Source material -
::::::

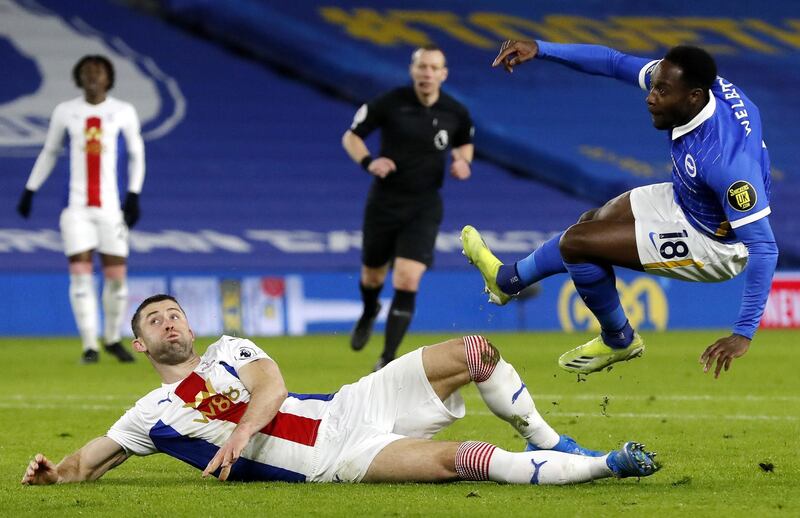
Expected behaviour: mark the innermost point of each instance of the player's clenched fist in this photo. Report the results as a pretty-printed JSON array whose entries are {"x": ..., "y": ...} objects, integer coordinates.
[
  {"x": 41, "y": 471},
  {"x": 381, "y": 167}
]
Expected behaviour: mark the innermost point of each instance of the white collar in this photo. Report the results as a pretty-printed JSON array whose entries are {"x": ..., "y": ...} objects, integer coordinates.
[{"x": 705, "y": 114}]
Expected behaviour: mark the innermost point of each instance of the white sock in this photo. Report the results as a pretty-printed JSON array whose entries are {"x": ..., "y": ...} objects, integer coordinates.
[
  {"x": 115, "y": 302},
  {"x": 83, "y": 299},
  {"x": 505, "y": 394},
  {"x": 545, "y": 467}
]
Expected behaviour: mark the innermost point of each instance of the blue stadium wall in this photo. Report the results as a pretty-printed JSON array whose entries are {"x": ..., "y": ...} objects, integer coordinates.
[{"x": 251, "y": 210}]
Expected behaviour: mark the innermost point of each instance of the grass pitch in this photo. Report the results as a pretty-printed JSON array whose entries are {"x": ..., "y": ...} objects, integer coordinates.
[{"x": 728, "y": 446}]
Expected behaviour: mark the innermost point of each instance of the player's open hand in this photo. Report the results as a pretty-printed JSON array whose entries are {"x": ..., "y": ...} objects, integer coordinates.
[
  {"x": 460, "y": 169},
  {"x": 724, "y": 351},
  {"x": 515, "y": 52},
  {"x": 41, "y": 471},
  {"x": 227, "y": 456},
  {"x": 382, "y": 167}
]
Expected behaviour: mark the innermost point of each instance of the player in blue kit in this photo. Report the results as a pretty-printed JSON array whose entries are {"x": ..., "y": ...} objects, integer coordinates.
[{"x": 705, "y": 225}]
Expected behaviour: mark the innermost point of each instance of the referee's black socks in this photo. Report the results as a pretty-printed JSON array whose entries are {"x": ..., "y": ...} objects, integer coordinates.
[
  {"x": 370, "y": 298},
  {"x": 397, "y": 322}
]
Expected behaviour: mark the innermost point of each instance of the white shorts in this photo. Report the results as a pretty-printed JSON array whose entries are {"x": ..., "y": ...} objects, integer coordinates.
[
  {"x": 92, "y": 228},
  {"x": 395, "y": 402},
  {"x": 670, "y": 246}
]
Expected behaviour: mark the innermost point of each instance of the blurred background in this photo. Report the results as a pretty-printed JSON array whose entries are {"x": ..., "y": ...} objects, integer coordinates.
[{"x": 251, "y": 210}]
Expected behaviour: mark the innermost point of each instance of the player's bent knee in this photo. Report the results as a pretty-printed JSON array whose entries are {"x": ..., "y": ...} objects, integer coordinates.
[
  {"x": 572, "y": 244},
  {"x": 588, "y": 215},
  {"x": 482, "y": 357}
]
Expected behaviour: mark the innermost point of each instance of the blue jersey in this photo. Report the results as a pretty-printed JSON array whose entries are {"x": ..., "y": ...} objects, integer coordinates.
[
  {"x": 720, "y": 167},
  {"x": 720, "y": 164}
]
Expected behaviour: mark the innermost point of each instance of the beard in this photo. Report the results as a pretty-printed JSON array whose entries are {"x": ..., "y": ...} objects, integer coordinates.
[{"x": 173, "y": 353}]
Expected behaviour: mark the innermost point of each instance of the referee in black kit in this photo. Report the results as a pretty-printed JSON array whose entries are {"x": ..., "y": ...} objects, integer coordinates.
[{"x": 404, "y": 210}]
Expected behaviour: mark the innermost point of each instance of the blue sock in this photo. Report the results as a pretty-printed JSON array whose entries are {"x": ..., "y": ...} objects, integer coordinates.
[
  {"x": 597, "y": 287},
  {"x": 543, "y": 262}
]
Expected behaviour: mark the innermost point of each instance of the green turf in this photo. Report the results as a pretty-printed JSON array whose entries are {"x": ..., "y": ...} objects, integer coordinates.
[{"x": 711, "y": 435}]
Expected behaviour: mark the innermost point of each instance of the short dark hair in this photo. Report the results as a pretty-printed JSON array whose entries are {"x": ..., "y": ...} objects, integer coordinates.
[
  {"x": 146, "y": 302},
  {"x": 93, "y": 58},
  {"x": 430, "y": 47},
  {"x": 699, "y": 68}
]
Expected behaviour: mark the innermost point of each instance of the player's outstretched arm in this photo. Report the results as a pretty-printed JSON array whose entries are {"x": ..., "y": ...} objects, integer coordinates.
[
  {"x": 724, "y": 351},
  {"x": 89, "y": 463},
  {"x": 515, "y": 52}
]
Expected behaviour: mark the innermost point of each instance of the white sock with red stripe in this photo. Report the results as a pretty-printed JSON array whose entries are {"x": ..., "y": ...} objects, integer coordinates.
[
  {"x": 83, "y": 299},
  {"x": 504, "y": 392},
  {"x": 115, "y": 301},
  {"x": 482, "y": 461}
]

::::::

Exercise prompt -
Starting at the line that contains "the player's outstretched" and ending at the end of the records, write all these lines out again, requests included. Scale every x and y coordinate in the answers by 1.5 and round each to a whole number, with halves rounded up.

The solution -
Expected behaviour: mark the innermost point of each instance of the player's outstretched arm in this photo. Report the results as a pretty-printed JSON array whose entries are {"x": ..., "y": ...} objects, integer coordinates.
[
  {"x": 1086, "y": 527},
  {"x": 134, "y": 695},
  {"x": 773, "y": 78}
]
Expected behaviour: mark the innermost point of each instance of the white sock with red stripe in this photo. Report the results as a pretty-printed JSON array whose entries are {"x": ..., "y": ...} objects, integer coordinates.
[
  {"x": 125, "y": 449},
  {"x": 756, "y": 588},
  {"x": 173, "y": 452},
  {"x": 723, "y": 692}
]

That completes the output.